#### Aim of the task
Render all of the data below as a JSON list of strings, one string per line, leaving out blank lines.

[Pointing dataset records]
★ ★ ★ ★

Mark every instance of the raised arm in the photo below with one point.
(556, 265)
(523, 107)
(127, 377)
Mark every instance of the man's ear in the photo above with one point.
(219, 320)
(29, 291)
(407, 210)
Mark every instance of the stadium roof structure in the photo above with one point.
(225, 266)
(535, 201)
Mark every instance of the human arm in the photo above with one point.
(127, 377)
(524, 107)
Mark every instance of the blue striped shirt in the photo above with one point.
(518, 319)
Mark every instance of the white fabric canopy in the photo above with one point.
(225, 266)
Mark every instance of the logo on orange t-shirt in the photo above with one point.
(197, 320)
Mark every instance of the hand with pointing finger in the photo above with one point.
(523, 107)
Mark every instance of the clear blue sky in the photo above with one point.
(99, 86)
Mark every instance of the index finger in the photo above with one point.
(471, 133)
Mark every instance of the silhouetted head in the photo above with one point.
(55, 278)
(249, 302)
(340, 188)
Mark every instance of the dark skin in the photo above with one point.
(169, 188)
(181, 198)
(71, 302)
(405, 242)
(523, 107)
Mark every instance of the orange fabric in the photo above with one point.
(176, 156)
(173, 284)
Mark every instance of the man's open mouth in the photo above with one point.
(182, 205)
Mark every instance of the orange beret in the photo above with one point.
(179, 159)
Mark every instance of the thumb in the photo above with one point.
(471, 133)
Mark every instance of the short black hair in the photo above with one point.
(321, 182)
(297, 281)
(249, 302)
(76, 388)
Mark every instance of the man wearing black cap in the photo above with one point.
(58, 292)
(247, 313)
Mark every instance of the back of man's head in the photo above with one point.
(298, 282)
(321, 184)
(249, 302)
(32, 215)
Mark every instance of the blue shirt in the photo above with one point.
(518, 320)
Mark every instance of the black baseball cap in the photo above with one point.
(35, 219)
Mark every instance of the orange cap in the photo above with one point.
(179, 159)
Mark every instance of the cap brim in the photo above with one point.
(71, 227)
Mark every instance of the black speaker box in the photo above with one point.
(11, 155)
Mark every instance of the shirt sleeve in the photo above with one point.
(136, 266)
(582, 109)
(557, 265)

★ ★ ★ ★

#### Output below
[
  "Mark every instance of the raised arm in the photo below with one point.",
  "(556, 265)",
  "(523, 107)",
  "(127, 377)",
  "Mark every instance of the man's ear in the photo above with one point.",
  "(219, 320)",
  "(29, 291)",
  "(407, 210)",
  "Mark every instance of the stadium roof structure in the photo above with one point.",
  "(225, 266)",
  "(535, 201)",
  "Mark every instance of the human arm in the photo above with one point.",
  "(127, 377)",
  "(524, 107)",
  "Mark every instance of the blue striped shirt in the photo above with one point.",
  "(518, 319)",
  "Mark every instance of the white fabric canopy in the photo above with one point.",
  "(225, 266)",
  "Mark every instance of the logo on orange t-shirt in the photo above with one point.",
  "(197, 320)",
  "Mark every instance of the hand with pointing finger in the photo above with one point.",
  "(523, 107)",
  "Mark every instance of the clear blue sky in the photo above with one point.",
  "(99, 86)",
  "Mark every instance of the index finger in the photo above with one point.",
  "(471, 133)",
  "Mark every instance of the silhouetted head in the photo above with one point.",
  "(55, 278)",
  "(249, 302)",
  "(340, 188)",
  "Mark every instance of the dark skin in the photo above with one point.",
  "(169, 188)",
  "(181, 198)",
  "(71, 302)",
  "(405, 242)",
  "(523, 107)",
  "Mark every instance of the orange fabric in the photo above with one point.",
  "(176, 156)",
  "(173, 284)",
  "Mark every instance of the man's open mouth in the photo above with one point.",
  "(182, 205)",
  "Mark every instance of the orange beret in the photo above with one point.",
  "(179, 159)",
  "Mark every instance of the thumb in the photo above with one point.",
  "(471, 133)",
  "Mark every instance of the short black hair in the photo above with one point.",
  "(321, 182)",
  "(297, 281)",
  "(249, 302)",
  "(76, 388)",
  "Mark every instance of the man wearing black cap in the photo above with one point.",
  "(58, 292)",
  "(247, 313)",
  "Mark every instance of the back of man's head in the photo above with one point.",
  "(298, 282)",
  "(321, 184)",
  "(249, 302)",
  "(32, 215)",
  "Mark every instance of the blue shirt in the photo above with one point.",
  "(518, 320)",
  "Mark every instance of the black baseball cap in the photo above with one point.",
  "(35, 219)",
  "Mark every instance of the orange cap in the photo above with one point.",
  "(179, 159)",
  "Mark every instance of the cap brim in the photo above with one point.",
  "(71, 227)",
  "Mark every instance of the black speaker box in the photo above with one point.",
  "(11, 155)",
  "Mark every instance of the shirt sleeve in the photo above with one point.",
  "(136, 266)",
  "(582, 109)",
  "(557, 265)"
]